### TAREFA 1
Por favor, reescreva as linhas de dados que começam na linha com "Spot the gray" e terminam na linha com "[[524, 131]]", incluindo ambas. Substitua "ice field" por "snow field" e mantenha todo o resto igual.

“O que quer que você seja capaz de fazer, ou imagina ser capaz, comece.
Ousadia contém gênio, poder e magia.”
(Goethe)
A
cada minuto de nossas vidas estamos sempre assumindo dois papéis: o de
professor e o de aluno. Dependendo do momento, do tema e do
interlocutor, colocamos um ou outro véu. E num diálogo realmente
edificante, chegamos mesmo a utilizar ambos.
Porém,
em regra, somos maus professores. Maus porque pregamos a mediocridade,
inibimos a audácia, coibimos o risco, desestimulamos a galhardia. Ser
medíocre é ser comum, mediano, modesto, despretensioso. Ser medíocre é
estar seguro, ainda que não se esteja bem. Ser medíocre é fruto natural
de nossa cultura ibérica e de nossa tradição católica.
Empregados sem empregos
Nossas
escolas de ensino fundamental privilegiam uma alfabetização metódica,
padronizada, enquadrando as crianças num plano bidimensional. São ao
menos nove anos de estudos sem incentivo à criatividade e à ousadia.

### TAREFA 2
Responda com base no trecho fornecido:
(a) Quais são os dois papéis que assumimos a cada minuto de nossas vidas?
(b) De que ser medíocre é fruto natural?
(c) Quantos anos de estudos sem incentivo à criatividade e à ousadia são mencionados?

(Listagem de dados)
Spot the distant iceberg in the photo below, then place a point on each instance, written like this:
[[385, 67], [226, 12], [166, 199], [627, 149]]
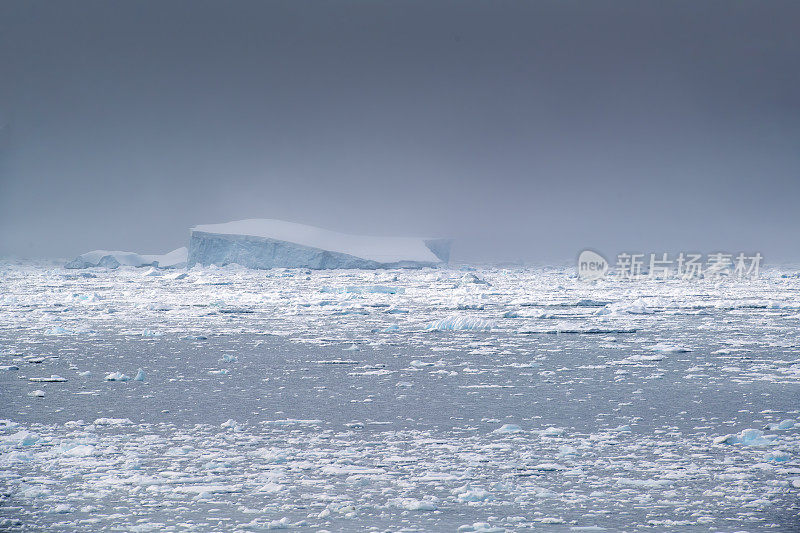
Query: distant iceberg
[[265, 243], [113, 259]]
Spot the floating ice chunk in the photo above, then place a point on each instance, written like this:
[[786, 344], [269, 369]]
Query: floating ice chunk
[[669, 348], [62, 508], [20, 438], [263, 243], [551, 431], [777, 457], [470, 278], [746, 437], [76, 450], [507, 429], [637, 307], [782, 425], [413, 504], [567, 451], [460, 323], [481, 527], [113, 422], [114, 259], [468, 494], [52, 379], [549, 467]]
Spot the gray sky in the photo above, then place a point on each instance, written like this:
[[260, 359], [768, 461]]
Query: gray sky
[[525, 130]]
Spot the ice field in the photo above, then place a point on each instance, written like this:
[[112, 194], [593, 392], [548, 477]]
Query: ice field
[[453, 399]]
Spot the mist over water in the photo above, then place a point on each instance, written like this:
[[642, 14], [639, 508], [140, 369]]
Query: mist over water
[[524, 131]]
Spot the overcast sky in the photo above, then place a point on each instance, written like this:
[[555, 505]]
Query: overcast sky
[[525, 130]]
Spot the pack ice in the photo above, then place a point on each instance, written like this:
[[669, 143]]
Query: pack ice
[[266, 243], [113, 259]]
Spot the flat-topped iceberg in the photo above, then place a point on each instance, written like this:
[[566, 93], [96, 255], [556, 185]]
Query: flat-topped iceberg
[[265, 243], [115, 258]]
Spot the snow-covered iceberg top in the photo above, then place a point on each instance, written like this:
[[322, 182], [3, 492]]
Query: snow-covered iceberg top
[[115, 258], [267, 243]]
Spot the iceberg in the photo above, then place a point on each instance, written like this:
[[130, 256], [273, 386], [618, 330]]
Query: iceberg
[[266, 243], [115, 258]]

### SOLUÇÃO DA TAREFA 1
Spot the gray sky in the photo above, then place a point on each instance, written like this:
[[260, 359], [768, 461]]
Query: gray sky
[[525, 130]]
Spot the snow field in the photo above, then place a point on each instance, written like this:
[[112, 194], [593, 392], [548, 477]]
Query: snow field
[[453, 399]]
Spot the mist over water in the photo above, then place a point on each instance, written like this:
[[642, 14], [639, 508], [140, 369]]
Query: mist over water
[[524, 131]]

### SOLUÇÃO DA TAREFA 2
(a) O de professor e o de aluno.
(b) De nossa cultura ibérica e de nossa tradição católica.
(c) Ao menos nove anos.